Scale the items from the line containing "Your task is to examine this image and locate thin" through the line containing "[206,35,230,54]", both ends included. Rewrite each of those lines with the requests unchanged, multiply every bounding-box coordinate in the answers by 1.75, round each result to a whole number with halves rounding up, and output only those lines.

--------------------------------

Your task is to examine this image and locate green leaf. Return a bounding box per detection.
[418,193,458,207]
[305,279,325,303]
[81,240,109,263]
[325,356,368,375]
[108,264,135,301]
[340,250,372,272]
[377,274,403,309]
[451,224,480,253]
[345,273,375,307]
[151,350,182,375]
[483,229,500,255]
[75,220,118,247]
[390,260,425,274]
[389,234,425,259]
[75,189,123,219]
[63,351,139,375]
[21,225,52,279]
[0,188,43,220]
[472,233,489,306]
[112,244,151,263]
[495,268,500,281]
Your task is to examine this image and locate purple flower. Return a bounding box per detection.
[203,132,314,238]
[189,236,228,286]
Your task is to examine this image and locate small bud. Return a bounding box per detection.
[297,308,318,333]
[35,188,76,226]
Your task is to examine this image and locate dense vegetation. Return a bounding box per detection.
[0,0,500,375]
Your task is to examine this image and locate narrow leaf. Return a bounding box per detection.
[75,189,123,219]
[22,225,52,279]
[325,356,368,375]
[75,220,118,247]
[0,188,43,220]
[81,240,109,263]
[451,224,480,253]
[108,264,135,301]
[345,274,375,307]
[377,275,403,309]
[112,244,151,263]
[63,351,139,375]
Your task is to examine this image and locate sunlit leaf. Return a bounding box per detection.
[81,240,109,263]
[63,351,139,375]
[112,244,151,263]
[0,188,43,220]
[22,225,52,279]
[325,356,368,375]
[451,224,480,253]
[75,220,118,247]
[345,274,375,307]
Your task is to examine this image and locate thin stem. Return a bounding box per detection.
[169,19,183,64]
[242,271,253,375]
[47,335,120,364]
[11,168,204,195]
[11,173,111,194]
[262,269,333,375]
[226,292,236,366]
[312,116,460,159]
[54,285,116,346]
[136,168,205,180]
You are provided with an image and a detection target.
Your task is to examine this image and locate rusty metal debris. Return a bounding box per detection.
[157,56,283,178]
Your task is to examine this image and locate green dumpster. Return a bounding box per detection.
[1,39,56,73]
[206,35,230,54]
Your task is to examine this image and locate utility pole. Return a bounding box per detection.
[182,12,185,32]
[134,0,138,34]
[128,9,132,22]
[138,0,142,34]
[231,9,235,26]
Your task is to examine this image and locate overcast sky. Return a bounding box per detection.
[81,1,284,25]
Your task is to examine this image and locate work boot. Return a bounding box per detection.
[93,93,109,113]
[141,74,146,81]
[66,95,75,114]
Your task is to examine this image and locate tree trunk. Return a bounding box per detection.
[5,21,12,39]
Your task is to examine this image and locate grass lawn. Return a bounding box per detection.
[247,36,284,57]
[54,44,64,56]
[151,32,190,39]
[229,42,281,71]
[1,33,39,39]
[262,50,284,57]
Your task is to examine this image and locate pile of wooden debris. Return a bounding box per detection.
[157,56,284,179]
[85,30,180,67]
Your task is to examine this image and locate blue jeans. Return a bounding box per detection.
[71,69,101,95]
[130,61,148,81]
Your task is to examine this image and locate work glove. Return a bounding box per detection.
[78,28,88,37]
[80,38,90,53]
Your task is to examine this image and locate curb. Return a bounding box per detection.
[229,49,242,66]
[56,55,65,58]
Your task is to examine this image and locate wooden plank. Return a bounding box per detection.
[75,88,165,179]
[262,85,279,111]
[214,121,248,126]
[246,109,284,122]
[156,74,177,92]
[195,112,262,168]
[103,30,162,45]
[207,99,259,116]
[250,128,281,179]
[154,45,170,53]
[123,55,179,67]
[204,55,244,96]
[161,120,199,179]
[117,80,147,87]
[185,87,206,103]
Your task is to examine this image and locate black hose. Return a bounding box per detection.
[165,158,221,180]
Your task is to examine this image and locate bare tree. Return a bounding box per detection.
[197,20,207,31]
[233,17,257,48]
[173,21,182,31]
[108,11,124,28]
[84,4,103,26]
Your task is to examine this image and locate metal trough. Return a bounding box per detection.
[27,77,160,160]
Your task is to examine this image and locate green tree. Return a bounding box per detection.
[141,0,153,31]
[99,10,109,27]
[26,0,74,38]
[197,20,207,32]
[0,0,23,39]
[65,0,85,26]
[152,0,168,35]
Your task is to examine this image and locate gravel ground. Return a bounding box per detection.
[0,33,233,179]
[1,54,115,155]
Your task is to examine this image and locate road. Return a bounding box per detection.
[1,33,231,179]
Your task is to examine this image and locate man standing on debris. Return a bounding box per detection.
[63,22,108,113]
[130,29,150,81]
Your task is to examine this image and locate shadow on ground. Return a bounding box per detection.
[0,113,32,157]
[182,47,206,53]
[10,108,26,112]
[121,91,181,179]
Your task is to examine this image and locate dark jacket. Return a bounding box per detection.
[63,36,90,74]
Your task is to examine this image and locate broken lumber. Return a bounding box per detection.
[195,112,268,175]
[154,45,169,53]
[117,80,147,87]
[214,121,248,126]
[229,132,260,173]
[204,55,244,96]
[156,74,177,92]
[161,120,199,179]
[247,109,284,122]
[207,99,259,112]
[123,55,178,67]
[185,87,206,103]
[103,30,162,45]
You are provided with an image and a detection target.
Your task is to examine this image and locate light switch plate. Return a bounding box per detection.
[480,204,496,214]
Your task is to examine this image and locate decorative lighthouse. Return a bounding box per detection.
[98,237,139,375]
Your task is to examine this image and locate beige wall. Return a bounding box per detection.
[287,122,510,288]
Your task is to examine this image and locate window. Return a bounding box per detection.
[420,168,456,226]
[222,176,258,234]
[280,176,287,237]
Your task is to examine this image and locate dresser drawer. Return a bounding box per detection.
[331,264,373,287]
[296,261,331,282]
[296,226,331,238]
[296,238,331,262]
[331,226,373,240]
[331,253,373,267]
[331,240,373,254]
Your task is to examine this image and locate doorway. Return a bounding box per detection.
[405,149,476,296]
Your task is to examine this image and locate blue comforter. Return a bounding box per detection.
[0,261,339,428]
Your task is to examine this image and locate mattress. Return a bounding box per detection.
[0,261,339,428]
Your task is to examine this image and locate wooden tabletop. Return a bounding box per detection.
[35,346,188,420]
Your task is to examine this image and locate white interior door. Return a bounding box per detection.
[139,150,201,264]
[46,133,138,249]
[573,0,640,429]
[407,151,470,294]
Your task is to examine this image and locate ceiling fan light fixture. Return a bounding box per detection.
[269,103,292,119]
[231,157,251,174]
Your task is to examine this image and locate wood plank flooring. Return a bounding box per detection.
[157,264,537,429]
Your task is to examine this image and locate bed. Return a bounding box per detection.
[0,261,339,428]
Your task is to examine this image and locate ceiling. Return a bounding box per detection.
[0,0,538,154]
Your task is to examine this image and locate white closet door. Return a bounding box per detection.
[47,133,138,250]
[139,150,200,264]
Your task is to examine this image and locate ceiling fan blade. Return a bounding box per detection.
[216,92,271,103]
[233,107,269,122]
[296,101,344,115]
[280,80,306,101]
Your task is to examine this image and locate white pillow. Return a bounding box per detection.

--------------------------------

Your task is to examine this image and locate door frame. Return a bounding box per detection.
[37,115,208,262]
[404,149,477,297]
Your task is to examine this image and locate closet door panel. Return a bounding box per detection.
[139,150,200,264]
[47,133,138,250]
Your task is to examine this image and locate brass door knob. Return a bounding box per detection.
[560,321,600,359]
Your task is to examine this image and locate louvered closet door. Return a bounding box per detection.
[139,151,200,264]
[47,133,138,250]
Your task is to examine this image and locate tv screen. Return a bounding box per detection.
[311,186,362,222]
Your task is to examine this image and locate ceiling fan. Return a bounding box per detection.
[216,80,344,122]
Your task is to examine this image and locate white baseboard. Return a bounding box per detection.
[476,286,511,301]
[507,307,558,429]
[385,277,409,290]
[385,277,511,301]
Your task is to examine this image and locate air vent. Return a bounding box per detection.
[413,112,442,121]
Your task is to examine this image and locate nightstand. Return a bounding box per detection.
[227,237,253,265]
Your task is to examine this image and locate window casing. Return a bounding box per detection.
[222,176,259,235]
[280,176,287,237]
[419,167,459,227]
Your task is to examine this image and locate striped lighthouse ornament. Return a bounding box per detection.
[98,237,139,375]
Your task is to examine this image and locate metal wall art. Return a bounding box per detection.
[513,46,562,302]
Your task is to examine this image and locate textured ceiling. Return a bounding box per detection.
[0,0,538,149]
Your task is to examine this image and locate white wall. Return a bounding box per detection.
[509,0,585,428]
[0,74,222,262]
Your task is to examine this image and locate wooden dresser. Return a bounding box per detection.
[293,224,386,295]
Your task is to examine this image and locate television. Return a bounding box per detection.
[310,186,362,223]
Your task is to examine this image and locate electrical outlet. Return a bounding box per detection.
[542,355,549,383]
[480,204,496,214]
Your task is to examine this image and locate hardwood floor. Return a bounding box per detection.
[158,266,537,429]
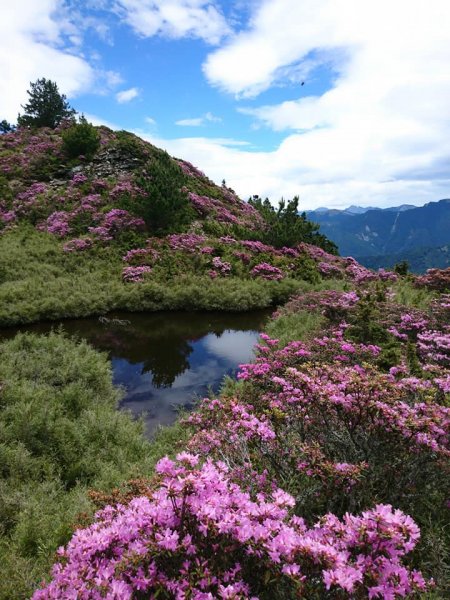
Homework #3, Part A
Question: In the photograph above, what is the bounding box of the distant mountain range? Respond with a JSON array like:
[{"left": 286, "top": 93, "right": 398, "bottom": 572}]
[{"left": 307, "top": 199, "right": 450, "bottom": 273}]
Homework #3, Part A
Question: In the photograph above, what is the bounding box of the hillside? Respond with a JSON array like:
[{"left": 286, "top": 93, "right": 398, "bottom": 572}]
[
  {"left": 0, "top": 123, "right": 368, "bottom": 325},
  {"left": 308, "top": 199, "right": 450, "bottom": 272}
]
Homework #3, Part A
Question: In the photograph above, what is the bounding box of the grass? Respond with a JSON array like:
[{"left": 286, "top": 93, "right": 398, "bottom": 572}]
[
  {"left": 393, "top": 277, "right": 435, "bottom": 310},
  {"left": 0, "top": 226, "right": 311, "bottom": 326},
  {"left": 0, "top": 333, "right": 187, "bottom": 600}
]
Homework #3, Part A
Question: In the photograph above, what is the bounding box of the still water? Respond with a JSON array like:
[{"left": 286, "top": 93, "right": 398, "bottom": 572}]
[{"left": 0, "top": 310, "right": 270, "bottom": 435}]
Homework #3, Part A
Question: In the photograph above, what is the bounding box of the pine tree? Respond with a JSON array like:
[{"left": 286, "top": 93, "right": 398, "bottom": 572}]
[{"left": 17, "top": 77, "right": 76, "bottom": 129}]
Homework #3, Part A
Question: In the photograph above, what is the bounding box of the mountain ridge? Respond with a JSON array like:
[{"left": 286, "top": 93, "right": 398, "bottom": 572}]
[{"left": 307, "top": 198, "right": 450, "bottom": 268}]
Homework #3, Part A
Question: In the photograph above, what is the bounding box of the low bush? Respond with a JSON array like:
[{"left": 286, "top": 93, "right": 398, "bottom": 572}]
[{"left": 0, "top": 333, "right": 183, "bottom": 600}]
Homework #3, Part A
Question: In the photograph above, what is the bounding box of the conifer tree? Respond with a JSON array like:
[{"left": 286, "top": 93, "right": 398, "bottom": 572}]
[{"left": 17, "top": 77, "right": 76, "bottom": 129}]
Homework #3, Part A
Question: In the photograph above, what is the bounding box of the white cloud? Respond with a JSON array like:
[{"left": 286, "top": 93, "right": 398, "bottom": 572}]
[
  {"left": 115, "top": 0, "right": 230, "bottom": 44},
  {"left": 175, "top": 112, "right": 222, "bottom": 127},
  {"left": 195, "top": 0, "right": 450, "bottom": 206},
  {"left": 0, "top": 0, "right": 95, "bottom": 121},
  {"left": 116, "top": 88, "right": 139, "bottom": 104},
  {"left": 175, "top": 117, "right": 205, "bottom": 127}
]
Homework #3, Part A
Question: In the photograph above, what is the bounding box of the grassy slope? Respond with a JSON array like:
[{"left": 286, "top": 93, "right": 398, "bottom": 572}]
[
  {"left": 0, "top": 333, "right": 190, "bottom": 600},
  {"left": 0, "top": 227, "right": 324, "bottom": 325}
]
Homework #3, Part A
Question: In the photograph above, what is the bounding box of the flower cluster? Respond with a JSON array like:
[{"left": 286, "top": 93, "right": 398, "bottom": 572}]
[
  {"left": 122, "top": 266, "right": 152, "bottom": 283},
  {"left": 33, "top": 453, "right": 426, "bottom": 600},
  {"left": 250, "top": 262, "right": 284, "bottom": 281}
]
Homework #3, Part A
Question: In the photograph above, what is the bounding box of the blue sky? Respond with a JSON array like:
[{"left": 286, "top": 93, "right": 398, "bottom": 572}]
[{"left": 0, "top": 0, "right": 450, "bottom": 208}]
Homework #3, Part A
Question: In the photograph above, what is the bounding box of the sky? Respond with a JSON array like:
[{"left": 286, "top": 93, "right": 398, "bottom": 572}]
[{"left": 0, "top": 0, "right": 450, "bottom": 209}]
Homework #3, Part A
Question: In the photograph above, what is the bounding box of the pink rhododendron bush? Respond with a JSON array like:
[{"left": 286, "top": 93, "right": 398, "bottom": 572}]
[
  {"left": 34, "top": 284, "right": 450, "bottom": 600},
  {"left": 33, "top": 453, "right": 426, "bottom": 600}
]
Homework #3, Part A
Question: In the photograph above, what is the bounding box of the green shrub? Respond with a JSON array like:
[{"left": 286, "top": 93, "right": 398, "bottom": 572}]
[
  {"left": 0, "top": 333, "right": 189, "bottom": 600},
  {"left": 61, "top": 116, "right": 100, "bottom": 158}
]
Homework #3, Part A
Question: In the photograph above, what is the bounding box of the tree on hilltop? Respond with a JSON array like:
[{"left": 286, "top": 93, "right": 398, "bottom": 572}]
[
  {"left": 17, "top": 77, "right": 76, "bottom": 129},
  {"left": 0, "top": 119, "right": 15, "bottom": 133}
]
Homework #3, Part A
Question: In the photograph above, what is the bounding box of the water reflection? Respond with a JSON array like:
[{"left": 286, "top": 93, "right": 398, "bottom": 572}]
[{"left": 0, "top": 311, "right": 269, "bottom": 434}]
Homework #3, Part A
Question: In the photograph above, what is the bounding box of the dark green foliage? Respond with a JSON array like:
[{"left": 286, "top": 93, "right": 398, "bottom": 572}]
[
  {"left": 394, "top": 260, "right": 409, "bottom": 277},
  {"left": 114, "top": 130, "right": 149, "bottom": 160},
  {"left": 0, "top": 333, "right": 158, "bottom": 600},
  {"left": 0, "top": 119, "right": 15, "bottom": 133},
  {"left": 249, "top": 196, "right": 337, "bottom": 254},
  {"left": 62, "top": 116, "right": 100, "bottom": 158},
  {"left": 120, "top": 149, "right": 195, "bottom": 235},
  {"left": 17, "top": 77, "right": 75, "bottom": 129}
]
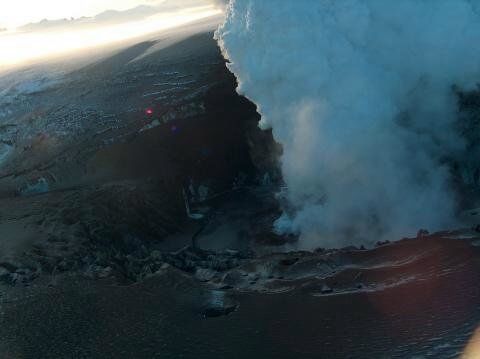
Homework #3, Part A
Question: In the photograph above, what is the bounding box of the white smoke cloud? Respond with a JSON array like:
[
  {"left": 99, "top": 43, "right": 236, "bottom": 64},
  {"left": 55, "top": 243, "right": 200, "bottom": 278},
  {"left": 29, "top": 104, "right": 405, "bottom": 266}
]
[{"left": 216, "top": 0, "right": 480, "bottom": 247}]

--------------------------------

:: Full answer ::
Your task is to examine this image and locate thin stem. Return a bounding box per detection.
[296,33,320,112]
[424,474,443,656]
[82,586,210,637]
[19,294,357,341]
[19,303,194,340]
[459,471,583,656]
[396,511,413,641]
[546,203,805,278]
[95,499,203,606]
[238,294,359,315]
You are provided with an image and a detection target.
Your task is to examine this image and locate rusty metal debris. Return a bounding box per detection.
[275,98,495,312]
Your task is to examine this image and locate green dumpster. Return a bounding box per detection.
[2,68,98,128]
[361,61,403,95]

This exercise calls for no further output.